**What you should do**
Locate every line in the data below that contains the word "bark" and copy each of those lines.

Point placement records
= = = =
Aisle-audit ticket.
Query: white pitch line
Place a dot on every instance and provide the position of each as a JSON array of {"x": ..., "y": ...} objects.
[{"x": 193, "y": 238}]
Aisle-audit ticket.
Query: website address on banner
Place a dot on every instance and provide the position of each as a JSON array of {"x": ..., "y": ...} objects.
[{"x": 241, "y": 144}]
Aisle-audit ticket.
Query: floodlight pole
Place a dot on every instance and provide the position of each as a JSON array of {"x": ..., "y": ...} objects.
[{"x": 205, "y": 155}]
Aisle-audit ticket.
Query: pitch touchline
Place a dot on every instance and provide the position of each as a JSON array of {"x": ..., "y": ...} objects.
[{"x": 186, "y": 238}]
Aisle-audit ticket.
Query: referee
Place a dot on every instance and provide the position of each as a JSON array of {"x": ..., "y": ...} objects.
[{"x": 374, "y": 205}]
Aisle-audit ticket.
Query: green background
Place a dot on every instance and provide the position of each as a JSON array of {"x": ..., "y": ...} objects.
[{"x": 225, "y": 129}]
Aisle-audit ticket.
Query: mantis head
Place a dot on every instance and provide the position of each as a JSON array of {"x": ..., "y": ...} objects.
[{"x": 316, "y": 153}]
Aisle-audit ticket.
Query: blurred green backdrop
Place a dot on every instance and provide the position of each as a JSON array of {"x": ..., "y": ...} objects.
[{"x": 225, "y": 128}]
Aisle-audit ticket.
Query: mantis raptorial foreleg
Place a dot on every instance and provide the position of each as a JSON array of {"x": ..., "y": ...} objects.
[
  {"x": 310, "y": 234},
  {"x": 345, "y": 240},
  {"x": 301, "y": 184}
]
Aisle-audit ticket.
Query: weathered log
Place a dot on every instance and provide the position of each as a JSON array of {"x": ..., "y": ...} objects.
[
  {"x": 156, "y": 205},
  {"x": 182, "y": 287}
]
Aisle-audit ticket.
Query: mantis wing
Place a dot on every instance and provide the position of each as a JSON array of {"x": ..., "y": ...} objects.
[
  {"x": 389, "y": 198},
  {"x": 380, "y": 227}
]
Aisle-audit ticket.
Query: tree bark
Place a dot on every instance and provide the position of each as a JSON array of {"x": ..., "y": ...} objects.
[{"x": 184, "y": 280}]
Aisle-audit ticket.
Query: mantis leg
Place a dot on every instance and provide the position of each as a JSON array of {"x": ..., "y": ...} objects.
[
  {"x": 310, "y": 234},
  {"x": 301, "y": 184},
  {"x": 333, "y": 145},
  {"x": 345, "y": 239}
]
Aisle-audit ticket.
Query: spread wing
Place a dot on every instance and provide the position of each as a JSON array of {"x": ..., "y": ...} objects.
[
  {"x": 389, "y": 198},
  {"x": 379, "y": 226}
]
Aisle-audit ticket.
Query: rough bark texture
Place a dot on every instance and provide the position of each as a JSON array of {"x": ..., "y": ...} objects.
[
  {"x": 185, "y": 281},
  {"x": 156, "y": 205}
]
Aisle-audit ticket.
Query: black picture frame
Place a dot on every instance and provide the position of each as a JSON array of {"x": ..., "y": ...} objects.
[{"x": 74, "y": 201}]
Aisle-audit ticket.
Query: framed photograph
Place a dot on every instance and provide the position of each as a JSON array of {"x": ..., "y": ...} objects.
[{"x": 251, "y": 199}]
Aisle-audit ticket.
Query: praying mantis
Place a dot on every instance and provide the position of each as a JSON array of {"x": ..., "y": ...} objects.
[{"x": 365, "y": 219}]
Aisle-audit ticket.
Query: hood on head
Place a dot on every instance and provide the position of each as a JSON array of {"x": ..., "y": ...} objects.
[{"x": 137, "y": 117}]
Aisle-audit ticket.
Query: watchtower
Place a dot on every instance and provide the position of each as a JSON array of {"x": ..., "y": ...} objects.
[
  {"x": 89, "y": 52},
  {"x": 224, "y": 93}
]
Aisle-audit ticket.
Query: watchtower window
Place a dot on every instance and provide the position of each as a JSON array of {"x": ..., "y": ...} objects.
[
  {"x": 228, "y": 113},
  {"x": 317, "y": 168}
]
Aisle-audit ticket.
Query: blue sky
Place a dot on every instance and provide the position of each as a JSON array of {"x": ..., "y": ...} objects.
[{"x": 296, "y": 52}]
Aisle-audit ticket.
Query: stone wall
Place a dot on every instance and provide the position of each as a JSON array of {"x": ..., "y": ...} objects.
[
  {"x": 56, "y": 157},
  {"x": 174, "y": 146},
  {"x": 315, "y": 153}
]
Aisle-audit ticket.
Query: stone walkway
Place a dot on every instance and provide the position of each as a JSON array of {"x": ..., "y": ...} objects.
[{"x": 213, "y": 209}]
= = = =
**Task output**
Query: tree bark
Query: rough bark texture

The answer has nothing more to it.